ФОРМУЛИРОВКА ЗАДАНИЯ: Напишите продолжение текста о рассказе «Муму», начиная сразу после его последнего предложения.

ТЕКСТ ДЛЯ ЧТЕНИЯ:
##########

Вечные
страницы
Геннадий Цуканов
Когда
заговорит Герасим?..
Несколько
мыслей по поводу «Муму» И.С.Тургенева
Как старая
затонувшая шхуна обрастает ракушками,
хрестоматийнейшая «Муму» давным-давно обросла
легендами, мифами, анекдотами. Помните
сакраментальное: «Странно, «Муму» написал
Тургенев, а памятник — Толстому...»
И вдруг на
переломе эпох эта, казалось бы, проржавевшая
насквозь субмарина поднимается со дна тихих
учебных вод и — предстаёт во всей боевой мощи.
Символ, который сопутствует любому произведению
искусства, повернулся к нам в «невиннейшей»
«Муму» какой-то неслыханно трагической,
тревожной и неутешительной гранью.
Правда, и в
дни своего появления на свет в 1854 году история
глухонемого Герасима заставила Герцена «дрожать
от бешенства при изображении этого тяжкого,
нечеловеческого страдания». Но на то он и был
Герцен, а не Фаддей Булгарин. А громадное
большинство либерально ориентированных
общественных и литературных деятелей решило, что
образ могучей, богатырской натуры Герасима,
красота его простой, наивной души
свидетельствовали о глубокой вере Тургенева в
неисчерпаемые силы русского народа. Если это
принять за аксиому, то вряд ли такое шаблонное
согласие добавит глубины тургеневскому шедевру.
Интерпретация, пусть и устоявшаяся в годах,
символических произведений штука коварная,
скользкая подчас, часто просто неблагодарная. И
если Иван Сергеевич именно так и думал о
неисчерпаемых силах русского народа, то ведь
именно он и показал, специально или нет, это уже
другой вопрос, единственно честного, трезвого,
могучего, трудолюбивого, порядочного и истинно
нравственного крестьянина в этом небольшом
произведении — глухонемым. И хотел того Тургенев
или нет, а сотворённый им «символ народа» в лице
Герасима вырвался у него из творческих рук и
больно ударил всё по тому же любимому им
крестьянству. Подумать даже страшно, что
неисчерпаемые силы русского народа,
олицетворённые образом Герасима, полностью
немотствуют. И сразу становится почему-то
тягуче-тоскливо и безнадёжно-безысходно от
преподнесённого нам Тургеневым характера
Герасима, а мало-мальски оптимистической нотки
не прозванивается со страниц рассказа «для
детского чтения». Выводится такое
безрадостно-пессимистическое заключение
достаточно просто и объективно — через текст
«Муму».

##########

ИСХОДНЫЕ ДАННЫЕ:
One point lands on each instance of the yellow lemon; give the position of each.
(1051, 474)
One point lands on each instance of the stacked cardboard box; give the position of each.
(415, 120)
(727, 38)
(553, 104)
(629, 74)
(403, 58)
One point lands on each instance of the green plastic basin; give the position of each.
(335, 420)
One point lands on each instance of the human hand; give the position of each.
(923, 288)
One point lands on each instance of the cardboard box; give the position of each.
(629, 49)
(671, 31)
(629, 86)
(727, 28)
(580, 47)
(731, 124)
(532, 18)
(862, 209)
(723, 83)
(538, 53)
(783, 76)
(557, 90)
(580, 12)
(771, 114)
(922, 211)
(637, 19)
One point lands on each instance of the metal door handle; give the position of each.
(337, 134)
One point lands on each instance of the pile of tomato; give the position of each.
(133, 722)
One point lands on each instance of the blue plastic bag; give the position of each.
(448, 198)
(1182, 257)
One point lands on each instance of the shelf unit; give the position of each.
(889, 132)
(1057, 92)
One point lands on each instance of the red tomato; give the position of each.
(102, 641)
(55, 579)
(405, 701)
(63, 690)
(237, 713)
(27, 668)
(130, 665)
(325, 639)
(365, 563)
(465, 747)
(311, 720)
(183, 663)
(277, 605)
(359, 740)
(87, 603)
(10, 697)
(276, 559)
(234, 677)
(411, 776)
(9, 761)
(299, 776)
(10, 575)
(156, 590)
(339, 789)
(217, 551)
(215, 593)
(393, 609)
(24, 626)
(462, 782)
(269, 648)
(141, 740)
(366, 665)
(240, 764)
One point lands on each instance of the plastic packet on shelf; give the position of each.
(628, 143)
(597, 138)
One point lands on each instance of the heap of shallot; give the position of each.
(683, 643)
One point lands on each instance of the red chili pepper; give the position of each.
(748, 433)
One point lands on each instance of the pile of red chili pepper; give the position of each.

##########

РЕЗУЛЬТАТ НИЖЕ:
По самым
скромным и нетребовательным меркам Герасим не
живёт, а существует. Почти двухметрового гиганта
забирают из деревни в город как бессловесную
скотину. Тургенев находит убийственное в данном
конкретном разрезе сравнение: «Переселённый в
город, он не понимал, что с ним такое деется, —
скучал и недоумевал, как недоумевает молодой,
здоровый бык, которого только что взяли с нивы,
где сочная трава росла ему по брюхо, взяли,
поставили на вагон железной дороги — и вот,
обдавая его тучное тело то дымом с искрами, то
волнистым паром, мчат его теперь, мчат со стуком и
визгом, а куда мчат — Бог весть!»
Да,
маловато оптимистичного в образах-символах
русской классики: птица-тройка мчит в будущее
Чичикова, а вагон железной дороги столь же
неудержимо, только ещё стремительней, несёт в это
же будущее глухонемого Герасима! Пространство, а
вместе с ним место, меняется. Деревня на Москву.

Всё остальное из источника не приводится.